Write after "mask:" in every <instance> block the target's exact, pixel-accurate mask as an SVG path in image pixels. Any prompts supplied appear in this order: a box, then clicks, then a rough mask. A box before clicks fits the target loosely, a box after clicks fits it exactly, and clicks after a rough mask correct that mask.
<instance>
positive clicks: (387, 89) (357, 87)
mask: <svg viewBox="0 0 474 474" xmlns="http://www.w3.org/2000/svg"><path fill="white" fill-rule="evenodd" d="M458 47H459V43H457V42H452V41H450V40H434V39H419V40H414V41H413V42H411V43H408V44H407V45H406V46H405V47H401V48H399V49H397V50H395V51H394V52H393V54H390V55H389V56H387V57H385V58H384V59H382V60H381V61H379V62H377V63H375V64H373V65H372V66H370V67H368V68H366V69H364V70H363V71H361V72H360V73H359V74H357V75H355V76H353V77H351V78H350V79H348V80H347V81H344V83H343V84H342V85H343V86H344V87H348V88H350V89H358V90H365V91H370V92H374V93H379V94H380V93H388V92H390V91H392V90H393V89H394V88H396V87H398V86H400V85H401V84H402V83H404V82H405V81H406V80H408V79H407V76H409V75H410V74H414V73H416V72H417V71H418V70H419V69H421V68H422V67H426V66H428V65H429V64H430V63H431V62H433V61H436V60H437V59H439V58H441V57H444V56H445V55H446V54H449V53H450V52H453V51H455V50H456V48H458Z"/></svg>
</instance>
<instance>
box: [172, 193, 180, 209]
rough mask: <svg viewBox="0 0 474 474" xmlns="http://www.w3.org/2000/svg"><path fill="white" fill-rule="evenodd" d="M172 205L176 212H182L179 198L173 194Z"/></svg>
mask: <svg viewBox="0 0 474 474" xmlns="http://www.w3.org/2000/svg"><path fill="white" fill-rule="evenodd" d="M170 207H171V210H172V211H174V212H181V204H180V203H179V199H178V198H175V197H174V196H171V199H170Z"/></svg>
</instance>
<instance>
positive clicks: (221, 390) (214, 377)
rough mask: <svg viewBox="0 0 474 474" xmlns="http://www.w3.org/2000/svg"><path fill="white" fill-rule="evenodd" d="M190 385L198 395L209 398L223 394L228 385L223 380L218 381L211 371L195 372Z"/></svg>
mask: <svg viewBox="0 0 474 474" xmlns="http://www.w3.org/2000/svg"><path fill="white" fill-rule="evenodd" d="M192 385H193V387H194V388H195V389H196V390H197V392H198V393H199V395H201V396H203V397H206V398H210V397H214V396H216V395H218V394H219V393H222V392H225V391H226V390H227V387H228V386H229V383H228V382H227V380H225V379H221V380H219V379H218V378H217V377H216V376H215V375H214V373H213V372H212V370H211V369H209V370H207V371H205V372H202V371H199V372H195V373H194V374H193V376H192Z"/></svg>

WORK REQUIRED: All entries must be printed exactly, with nothing omitted.

TASK SOLUTION:
Write after "mask:" in every <instance> block the target's exact, pixel-accurate mask as an SVG path in image pixels. Any prompts supplied appear in this order: a box, then clicks, then a rough mask. A box before clicks fits the target loosely, a box after clicks fits it exactly, and clicks after a rough mask correct that mask.
<instance>
positive clicks: (387, 89) (357, 87)
mask: <svg viewBox="0 0 474 474" xmlns="http://www.w3.org/2000/svg"><path fill="white" fill-rule="evenodd" d="M458 47H459V43H457V42H452V41H450V40H434V39H419V40H414V41H413V42H411V43H408V44H407V45H406V46H405V47H401V48H399V49H397V50H395V51H394V52H393V54H390V55H389V56H387V57H385V58H384V59H382V60H381V61H379V62H377V63H375V64H373V65H372V66H370V67H368V68H366V69H364V70H363V71H361V72H360V73H359V74H357V75H355V76H353V77H351V78H350V79H348V80H347V81H344V83H343V84H342V85H343V86H344V87H348V88H350V89H358V90H365V91H370V92H374V93H379V94H380V93H388V92H390V91H392V90H393V89H394V88H396V87H398V86H400V85H401V84H402V83H404V82H405V81H406V80H408V79H407V76H409V75H410V74H414V73H416V72H417V71H418V70H419V69H421V68H422V67H426V66H428V65H429V64H430V63H431V62H433V61H436V60H437V59H439V58H441V57H444V56H445V55H446V54H449V53H450V52H453V51H455V50H456V48H458Z"/></svg>
</instance>
<instance>
box: [172, 193, 180, 209]
rough mask: <svg viewBox="0 0 474 474" xmlns="http://www.w3.org/2000/svg"><path fill="white" fill-rule="evenodd" d="M172 205L176 212H182L179 198L173 194Z"/></svg>
mask: <svg viewBox="0 0 474 474" xmlns="http://www.w3.org/2000/svg"><path fill="white" fill-rule="evenodd" d="M170 207H171V210H172V211H174V212H181V204H180V203H179V199H178V198H175V197H174V196H171V199H170Z"/></svg>
</instance>
<instance>
positive clicks: (221, 390) (214, 377)
rough mask: <svg viewBox="0 0 474 474" xmlns="http://www.w3.org/2000/svg"><path fill="white" fill-rule="evenodd" d="M190 385L198 395L209 398L223 394L228 385L223 380L218 381L211 371L195 372Z"/></svg>
mask: <svg viewBox="0 0 474 474" xmlns="http://www.w3.org/2000/svg"><path fill="white" fill-rule="evenodd" d="M192 385H193V387H194V388H195V389H196V390H197V392H198V393H199V395H201V396H203V397H206V398H210V397H214V396H216V395H218V394H219V393H222V392H225V391H226V390H227V387H228V386H229V383H228V382H227V380H225V379H221V380H219V379H218V378H217V377H216V376H215V375H214V373H213V372H212V370H211V369H209V370H207V371H205V372H202V371H199V372H195V373H194V374H193V376H192Z"/></svg>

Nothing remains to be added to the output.